**PROVIDED PASSAGE**
=-=-=
Black Panther: Wakanda Forever’s antagonist Tenoch Huerta faces racism head on

Tenoch Huerta's breakthrough role of Namor in Black Panther: Wakanda Forever is especially gratifying for the anti-racism activist. PHOTOS: NYTIMES

MEXICO CITY – It was during an idle summer when he was 17 that Tenoch Huerta attended his first acting workshop. His father had signed him up, and just as he had been playing football since the age of five for fun, he thought of performing as no more than another amusing pastime, not a potential vocation.

“Becoming an actor was as far-fetched as it was for me to become a professional American football player from Mexico,” said Huerta in Spanish by phone from a moving car in Mexico City. “You can’t dream with what you can’t see. I didn’t see people with my skin colour on screen.”

But now the Mexican star, 41, from the city of Ecatepec, just outside the Mexican capital, has leveraged that first taste of the dramatic arts into a blossoming career that landed him the role of Namor, the flying ruler of the fictional underwater kingdom of Talokan in the superhero epic Black Panther: Wakanda Forever, which is showing in cinemas.

Representing his international breakthrough, the performance has been earning plaudits from critics.
=-=-=
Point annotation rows
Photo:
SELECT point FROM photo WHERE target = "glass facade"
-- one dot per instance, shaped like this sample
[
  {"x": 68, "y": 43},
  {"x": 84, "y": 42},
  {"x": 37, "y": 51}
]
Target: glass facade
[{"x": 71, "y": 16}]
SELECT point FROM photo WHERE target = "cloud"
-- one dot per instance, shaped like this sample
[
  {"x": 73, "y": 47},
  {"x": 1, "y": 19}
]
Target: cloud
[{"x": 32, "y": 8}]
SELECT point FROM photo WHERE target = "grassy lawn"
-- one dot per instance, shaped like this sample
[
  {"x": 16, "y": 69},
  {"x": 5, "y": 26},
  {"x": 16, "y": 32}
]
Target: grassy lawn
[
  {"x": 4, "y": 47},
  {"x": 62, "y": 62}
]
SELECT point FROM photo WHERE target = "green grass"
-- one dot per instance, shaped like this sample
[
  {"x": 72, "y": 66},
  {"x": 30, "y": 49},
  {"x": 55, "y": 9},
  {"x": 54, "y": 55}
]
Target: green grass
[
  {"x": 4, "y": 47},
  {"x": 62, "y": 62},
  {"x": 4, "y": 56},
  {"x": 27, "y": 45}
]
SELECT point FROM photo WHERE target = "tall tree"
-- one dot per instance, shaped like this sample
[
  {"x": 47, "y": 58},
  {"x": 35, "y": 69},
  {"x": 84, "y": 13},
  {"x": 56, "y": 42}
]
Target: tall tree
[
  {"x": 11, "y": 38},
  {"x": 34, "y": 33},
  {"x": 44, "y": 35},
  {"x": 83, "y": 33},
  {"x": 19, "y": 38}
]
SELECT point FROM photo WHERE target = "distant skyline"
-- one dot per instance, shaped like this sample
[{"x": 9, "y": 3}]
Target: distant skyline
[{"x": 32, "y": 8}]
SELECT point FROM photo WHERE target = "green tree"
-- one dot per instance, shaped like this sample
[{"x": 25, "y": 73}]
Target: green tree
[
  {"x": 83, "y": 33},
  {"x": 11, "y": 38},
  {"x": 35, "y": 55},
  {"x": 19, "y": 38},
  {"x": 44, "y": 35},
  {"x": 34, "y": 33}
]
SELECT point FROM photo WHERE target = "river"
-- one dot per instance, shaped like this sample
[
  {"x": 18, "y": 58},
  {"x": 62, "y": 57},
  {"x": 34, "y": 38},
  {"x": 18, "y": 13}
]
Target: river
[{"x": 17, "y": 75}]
=-=-=
Continue the article on Tenoch Huerta from where it stops.

For as long as Huerta can remember, the Mexican television and film industry has looked “like it’s made for Scandinavians”, as he put it. The productions feature mostly white Mexican or Latin American stars, while brown-skinned performers are relegated to subservient, criminal or generally disparaging parts.

Thankfully, even when he was not included in the narrative, he took encouragement from his father’s unconditional trust. When he asked his dad why he had enrolled him in the acting class, the seemingly ambiguous response struck a chord.

“He told me, ‘I saw something in you,’” said Huerta. “For me, the significance of that phrase was that my father was fully seeing me, that he had his eyes set on me always.”

Long before Marvel Studios put wings on his feet, Huerta had earned his stripes, working for more than 15 years on both sides of the border in acclaimed independent titles such as Sin Nombre (2009), Gueros (2014) and Son Of Monarchs (2020).

Still, he admitted that he had often suffered from impostor syndrome as a result of the hostility that brown-skinned actors face in the Mexican entertainment industry. The fact that he did not receive a formal acting education from a major institution did not help.

A watershed moment came when he was cast as the lead in the searing 2011 thriller Days Of Grace, directed by Everardo Gout. To prepare for the demanding role of a police officer losing himself to violence, Huerta enlisted in the Ecatepec police academy without fellow cadets knowing he was doing research.

Not only did the visceral performance earn Huerta his first Ariel Award for best actor (the Mexican film academy’s equivalent of the Oscar), but it also convinced him of his own hard-fought talent.

“That movie changed my life because it was where I first saw myself as an actor and started building my life around the fact that I was an actor,” he said. “Before that, I couldn’t see it.”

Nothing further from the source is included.